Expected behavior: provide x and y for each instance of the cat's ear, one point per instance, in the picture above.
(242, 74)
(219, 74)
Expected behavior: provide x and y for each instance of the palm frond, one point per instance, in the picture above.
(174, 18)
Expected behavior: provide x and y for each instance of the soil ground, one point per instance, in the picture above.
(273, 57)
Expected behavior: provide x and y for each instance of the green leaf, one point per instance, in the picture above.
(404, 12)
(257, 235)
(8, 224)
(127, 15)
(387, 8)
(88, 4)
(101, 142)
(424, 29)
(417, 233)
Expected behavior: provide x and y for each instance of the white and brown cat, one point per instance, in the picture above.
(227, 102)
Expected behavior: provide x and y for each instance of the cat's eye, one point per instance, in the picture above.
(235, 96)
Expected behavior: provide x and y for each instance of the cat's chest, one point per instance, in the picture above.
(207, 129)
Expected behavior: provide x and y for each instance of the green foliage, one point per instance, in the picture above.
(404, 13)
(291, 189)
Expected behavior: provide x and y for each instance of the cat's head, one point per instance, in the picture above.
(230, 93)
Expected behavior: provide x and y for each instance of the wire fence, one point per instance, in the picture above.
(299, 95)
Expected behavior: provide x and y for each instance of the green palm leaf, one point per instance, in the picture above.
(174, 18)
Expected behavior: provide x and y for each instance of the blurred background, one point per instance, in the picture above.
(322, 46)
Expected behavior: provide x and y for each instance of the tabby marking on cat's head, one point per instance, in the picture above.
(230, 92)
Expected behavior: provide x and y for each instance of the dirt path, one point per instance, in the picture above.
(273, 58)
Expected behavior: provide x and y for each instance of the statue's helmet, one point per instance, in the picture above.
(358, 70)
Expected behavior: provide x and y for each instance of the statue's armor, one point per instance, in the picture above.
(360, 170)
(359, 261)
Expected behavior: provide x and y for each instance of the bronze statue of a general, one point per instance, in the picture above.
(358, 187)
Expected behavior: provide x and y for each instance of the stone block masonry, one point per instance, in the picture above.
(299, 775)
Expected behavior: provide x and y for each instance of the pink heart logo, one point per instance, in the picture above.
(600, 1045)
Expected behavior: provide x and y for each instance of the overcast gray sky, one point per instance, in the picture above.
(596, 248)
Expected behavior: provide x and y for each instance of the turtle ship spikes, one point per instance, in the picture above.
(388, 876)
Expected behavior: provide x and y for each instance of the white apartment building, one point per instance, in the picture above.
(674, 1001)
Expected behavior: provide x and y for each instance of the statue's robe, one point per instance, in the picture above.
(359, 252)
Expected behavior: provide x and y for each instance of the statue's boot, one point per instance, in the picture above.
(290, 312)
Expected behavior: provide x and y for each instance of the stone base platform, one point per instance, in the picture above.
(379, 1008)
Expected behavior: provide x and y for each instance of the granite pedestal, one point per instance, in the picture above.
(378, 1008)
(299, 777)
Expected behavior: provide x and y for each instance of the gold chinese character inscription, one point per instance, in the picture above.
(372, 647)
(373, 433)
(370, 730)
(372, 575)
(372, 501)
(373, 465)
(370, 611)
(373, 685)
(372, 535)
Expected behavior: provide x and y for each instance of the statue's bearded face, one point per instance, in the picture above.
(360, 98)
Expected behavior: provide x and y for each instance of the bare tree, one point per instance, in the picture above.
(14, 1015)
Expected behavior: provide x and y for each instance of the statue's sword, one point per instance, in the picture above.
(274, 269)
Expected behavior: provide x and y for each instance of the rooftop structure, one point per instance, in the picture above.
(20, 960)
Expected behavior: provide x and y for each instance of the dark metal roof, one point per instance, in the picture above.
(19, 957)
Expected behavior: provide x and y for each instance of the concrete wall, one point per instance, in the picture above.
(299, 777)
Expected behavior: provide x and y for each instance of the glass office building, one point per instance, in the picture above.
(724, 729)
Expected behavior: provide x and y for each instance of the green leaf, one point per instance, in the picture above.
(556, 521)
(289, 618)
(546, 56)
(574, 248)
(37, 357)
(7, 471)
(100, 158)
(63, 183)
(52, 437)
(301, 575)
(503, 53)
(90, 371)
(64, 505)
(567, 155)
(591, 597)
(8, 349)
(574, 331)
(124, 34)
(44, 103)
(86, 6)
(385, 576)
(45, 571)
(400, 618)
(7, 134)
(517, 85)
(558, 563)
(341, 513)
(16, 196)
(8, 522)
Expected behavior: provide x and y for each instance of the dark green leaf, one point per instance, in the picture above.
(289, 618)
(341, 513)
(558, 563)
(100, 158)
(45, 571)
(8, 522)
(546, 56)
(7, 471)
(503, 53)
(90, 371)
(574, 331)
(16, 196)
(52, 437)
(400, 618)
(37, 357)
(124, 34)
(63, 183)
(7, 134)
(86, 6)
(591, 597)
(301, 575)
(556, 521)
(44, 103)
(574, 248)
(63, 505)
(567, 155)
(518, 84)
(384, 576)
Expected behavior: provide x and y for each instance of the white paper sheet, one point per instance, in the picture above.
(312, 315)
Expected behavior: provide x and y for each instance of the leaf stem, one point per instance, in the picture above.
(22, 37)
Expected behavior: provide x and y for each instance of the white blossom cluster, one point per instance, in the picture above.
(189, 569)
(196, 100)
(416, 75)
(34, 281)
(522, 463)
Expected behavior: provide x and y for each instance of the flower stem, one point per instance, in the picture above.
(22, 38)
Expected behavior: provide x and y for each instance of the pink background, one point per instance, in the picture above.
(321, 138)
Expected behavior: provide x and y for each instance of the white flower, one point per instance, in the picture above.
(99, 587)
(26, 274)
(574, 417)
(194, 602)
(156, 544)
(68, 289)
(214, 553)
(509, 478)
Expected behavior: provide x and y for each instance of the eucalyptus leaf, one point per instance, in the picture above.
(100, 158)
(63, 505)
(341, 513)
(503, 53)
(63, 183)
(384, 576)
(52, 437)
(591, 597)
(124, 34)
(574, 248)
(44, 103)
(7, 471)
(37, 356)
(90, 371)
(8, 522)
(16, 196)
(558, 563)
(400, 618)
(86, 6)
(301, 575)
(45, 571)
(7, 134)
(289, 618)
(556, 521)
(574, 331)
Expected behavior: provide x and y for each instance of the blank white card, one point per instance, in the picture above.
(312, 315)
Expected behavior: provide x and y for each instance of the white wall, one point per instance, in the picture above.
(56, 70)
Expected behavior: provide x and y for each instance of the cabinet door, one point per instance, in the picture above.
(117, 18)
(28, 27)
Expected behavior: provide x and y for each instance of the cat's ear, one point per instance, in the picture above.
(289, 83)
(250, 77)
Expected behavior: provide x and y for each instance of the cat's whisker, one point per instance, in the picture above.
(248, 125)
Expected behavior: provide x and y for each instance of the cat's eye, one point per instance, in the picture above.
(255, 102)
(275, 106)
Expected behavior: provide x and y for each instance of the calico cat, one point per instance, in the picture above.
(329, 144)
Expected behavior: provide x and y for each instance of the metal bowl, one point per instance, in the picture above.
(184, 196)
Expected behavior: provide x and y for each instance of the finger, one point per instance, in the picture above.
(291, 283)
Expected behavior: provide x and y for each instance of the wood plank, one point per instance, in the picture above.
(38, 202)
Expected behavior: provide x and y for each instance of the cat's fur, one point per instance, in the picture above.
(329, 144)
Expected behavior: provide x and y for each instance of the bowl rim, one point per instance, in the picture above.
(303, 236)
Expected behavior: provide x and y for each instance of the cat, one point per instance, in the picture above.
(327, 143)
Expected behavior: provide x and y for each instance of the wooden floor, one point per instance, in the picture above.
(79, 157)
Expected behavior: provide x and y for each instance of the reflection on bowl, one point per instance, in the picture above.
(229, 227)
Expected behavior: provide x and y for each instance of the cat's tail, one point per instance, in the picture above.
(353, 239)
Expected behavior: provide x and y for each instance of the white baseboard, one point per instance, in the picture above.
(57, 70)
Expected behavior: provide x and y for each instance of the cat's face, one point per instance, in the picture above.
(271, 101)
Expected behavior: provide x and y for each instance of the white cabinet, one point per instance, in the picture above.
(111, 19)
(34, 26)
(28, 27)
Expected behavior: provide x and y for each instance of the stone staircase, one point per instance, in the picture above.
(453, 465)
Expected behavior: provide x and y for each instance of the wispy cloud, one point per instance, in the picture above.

(Your instructions) Reproduce every line from the one containing "of the reflection" through the last line of the data, requests included, with each coordinate in the answers multiplied by 1.6 and rounded to a whole number, halves rounding up. Output only those lines.

(Reply to the exercise)
Expected behavior: provide x and y for each instance of the reflection on bowl, one point per instance, in the picture above.
(366, 363)
Expected behavior: provide x and y for each instance of the cat's tail, one point per instance, in the picture above.
(565, 382)
Expected behavior: provide x and y for each instance of the white baseboard, one point per instance, in the picture above.
(91, 112)
Expected behavior: provide x and y for each instance of the cat's face, one point per instance, in the picture above.
(434, 162)
Expected behavior: provide x and y for each instance of the white cabinet, one point per instance, in the picture above.
(178, 30)
(54, 42)
(45, 43)
Expected behavior: provide x and y for each instance of the stone staircase, one point per instance, in the picture above.
(725, 744)
Expected behavior: provide x and y for each instance of the wispy cloud, one point per instance, in the picture above.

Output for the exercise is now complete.